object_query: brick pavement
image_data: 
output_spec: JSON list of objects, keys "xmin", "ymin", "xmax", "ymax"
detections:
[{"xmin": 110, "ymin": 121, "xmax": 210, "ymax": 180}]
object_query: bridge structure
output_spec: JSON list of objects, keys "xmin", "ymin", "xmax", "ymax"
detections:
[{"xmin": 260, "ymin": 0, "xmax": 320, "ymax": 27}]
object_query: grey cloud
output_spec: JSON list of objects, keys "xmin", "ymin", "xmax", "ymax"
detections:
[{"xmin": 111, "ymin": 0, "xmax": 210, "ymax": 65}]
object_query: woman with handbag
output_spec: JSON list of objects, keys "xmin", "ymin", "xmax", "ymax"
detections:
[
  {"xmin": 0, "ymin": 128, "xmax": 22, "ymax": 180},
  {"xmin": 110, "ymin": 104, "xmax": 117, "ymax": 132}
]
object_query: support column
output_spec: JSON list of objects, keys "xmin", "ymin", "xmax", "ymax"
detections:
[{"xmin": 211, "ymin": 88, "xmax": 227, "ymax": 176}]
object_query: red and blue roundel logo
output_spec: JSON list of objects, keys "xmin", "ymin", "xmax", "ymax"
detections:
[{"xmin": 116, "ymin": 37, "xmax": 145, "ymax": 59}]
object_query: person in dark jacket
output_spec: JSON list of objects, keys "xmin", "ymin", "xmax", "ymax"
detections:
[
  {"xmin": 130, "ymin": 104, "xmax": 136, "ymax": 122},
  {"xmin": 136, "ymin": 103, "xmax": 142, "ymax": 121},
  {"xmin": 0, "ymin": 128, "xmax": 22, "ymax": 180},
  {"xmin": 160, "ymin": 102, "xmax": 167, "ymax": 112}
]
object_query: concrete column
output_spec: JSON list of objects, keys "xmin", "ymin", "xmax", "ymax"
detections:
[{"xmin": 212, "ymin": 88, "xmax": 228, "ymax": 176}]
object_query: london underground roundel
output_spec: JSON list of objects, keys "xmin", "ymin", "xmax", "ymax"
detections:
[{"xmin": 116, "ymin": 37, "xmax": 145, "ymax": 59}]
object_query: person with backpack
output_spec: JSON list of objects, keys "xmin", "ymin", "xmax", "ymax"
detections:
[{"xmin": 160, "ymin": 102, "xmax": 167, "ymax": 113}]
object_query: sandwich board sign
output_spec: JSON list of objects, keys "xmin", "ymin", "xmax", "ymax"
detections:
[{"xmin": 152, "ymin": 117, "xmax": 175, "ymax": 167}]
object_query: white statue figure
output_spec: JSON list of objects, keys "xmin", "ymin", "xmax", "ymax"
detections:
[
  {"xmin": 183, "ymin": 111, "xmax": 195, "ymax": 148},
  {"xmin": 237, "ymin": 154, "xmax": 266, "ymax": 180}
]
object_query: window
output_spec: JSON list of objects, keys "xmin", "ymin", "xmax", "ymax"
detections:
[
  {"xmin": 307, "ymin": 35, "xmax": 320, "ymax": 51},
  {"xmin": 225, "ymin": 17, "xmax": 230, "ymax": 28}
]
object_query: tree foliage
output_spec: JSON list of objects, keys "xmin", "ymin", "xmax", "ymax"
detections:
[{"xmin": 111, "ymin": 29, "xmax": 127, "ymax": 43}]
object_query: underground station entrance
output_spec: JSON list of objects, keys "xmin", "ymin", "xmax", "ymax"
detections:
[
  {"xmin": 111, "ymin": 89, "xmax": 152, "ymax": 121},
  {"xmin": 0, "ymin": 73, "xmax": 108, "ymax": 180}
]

**WHAT YOU NEED TO DO:** Note how many lines of the material contain the string "with". Then report that number by itself.

**OUTPUT FOR THIS TASK:** 2